- Goal
Put every line from the one containing "Please indicate the grass" down to the last line of the records into a numbered list, leaving out any blank lines.

(begin)

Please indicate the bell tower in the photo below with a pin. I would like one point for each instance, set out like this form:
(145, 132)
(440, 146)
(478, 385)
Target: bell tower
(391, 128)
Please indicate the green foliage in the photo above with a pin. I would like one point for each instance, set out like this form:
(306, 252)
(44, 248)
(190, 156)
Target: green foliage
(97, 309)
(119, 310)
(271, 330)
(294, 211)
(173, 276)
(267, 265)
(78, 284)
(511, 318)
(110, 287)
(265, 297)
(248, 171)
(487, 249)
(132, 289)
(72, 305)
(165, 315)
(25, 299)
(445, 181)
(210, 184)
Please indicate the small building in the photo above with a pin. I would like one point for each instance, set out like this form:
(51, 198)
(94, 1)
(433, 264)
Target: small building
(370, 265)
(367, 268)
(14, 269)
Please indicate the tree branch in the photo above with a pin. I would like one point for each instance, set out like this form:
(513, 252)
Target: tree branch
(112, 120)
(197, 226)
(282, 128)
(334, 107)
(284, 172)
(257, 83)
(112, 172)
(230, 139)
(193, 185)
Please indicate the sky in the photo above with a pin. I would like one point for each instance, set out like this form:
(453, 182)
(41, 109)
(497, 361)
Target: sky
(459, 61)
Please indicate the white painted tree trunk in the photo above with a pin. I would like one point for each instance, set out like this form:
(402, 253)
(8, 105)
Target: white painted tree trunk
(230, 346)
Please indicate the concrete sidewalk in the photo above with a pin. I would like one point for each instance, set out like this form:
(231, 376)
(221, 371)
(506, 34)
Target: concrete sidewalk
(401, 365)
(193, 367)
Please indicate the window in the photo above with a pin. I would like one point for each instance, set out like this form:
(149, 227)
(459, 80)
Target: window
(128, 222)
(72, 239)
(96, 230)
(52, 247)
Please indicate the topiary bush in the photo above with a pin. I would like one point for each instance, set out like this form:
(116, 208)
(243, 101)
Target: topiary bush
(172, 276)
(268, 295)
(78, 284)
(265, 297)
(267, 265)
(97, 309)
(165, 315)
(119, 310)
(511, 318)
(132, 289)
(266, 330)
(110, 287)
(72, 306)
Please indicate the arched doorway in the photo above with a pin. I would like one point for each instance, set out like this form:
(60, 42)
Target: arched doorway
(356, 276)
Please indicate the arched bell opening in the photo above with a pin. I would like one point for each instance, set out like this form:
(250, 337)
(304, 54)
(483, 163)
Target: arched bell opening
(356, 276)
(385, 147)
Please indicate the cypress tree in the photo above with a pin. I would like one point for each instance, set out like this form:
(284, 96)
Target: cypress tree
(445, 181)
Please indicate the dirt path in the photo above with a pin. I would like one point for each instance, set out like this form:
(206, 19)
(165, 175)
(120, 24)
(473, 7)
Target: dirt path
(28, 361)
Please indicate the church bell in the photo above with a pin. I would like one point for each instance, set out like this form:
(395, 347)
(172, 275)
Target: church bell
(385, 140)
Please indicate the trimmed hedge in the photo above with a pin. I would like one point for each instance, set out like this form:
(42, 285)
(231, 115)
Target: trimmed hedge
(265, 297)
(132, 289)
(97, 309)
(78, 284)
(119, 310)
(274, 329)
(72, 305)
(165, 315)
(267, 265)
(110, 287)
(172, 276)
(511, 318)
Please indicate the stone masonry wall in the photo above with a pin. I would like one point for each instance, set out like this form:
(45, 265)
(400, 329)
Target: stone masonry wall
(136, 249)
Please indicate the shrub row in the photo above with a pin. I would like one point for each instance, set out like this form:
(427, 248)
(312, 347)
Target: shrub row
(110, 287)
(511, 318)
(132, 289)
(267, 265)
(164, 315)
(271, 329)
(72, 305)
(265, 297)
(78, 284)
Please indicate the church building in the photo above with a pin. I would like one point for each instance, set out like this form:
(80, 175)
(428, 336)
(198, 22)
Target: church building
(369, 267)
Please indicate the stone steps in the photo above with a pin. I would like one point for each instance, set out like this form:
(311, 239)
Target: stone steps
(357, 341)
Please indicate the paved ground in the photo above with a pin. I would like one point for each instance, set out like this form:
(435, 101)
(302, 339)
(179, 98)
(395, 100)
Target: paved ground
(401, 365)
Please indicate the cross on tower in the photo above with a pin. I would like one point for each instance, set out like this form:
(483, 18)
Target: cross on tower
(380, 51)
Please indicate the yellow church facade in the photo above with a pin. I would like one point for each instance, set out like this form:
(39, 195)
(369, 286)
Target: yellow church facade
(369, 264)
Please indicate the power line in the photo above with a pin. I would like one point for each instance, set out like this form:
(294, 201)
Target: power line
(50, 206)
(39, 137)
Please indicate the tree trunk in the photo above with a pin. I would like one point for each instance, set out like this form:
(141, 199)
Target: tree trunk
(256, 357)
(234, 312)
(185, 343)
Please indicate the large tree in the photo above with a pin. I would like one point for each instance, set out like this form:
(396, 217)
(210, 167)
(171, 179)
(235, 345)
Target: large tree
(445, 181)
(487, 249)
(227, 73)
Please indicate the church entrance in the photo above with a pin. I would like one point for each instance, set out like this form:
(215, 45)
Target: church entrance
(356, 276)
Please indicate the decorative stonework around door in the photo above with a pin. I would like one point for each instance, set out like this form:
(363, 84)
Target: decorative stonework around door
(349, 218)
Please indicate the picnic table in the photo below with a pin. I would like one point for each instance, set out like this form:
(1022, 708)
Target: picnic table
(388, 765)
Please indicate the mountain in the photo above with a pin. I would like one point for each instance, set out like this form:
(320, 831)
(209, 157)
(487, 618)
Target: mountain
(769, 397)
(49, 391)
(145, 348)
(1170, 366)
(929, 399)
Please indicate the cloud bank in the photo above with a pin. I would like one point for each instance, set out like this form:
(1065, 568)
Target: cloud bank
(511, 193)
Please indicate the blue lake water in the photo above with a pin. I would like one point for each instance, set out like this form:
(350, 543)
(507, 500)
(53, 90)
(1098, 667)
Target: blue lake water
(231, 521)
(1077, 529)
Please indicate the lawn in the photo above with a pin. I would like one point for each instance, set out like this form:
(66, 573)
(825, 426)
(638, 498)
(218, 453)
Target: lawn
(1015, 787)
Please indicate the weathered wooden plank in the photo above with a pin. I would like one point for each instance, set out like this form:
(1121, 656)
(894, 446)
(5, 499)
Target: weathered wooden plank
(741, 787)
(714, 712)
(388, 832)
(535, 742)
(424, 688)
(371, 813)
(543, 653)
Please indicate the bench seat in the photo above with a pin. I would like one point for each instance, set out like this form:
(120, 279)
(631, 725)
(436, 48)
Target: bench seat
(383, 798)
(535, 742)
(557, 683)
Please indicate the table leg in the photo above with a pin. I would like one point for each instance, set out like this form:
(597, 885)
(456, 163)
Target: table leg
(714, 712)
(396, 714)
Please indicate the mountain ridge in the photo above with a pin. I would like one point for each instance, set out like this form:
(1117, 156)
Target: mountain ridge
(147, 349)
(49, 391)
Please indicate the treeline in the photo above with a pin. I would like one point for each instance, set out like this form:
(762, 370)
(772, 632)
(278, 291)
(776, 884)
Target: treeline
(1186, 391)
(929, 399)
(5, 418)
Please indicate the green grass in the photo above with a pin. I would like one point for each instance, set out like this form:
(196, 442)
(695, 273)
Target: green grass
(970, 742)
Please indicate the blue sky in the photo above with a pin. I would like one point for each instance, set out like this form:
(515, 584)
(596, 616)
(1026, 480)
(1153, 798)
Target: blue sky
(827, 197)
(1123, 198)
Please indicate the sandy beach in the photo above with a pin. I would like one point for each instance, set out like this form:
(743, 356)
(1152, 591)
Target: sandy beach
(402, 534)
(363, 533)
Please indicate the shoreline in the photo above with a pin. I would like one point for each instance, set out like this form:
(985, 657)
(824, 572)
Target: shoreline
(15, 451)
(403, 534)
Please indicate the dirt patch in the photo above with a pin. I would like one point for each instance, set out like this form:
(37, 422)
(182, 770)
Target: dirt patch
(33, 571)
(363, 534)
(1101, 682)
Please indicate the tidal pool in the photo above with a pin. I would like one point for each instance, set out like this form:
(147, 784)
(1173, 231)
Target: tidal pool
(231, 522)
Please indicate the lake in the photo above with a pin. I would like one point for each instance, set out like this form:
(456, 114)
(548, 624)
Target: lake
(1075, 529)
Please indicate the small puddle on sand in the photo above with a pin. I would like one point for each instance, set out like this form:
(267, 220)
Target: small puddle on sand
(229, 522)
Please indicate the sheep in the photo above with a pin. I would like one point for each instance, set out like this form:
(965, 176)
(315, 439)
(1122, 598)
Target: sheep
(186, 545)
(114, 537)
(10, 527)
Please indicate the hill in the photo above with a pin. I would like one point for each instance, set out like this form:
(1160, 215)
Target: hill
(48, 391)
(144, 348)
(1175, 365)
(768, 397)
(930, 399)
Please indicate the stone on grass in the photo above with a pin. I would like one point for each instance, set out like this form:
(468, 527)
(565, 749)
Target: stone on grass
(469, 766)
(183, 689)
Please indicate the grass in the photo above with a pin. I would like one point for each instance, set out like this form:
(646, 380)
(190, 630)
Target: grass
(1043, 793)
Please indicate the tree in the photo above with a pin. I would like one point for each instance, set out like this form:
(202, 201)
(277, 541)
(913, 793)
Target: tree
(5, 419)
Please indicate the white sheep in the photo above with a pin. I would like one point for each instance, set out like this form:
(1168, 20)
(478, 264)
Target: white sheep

(end)

- Result for this exercise
1. Please indicate the grass in the photo above with a pin. I would like one point for each instance, set out like this form:
2. (646, 380)
3. (190, 630)
4. Target: grass
5. (1043, 793)
6. Please indicate the tree in the photo above with a pin. I would like one point for each instance, set out like this form:
7. (202, 201)
8. (277, 541)
9. (913, 793)
10. Target: tree
11. (5, 419)
12. Please indicate the white sheep in the photo above with a pin. I would like one point for each instance, set out like this form:
13. (1168, 20)
14. (478, 264)
15. Target: white sheep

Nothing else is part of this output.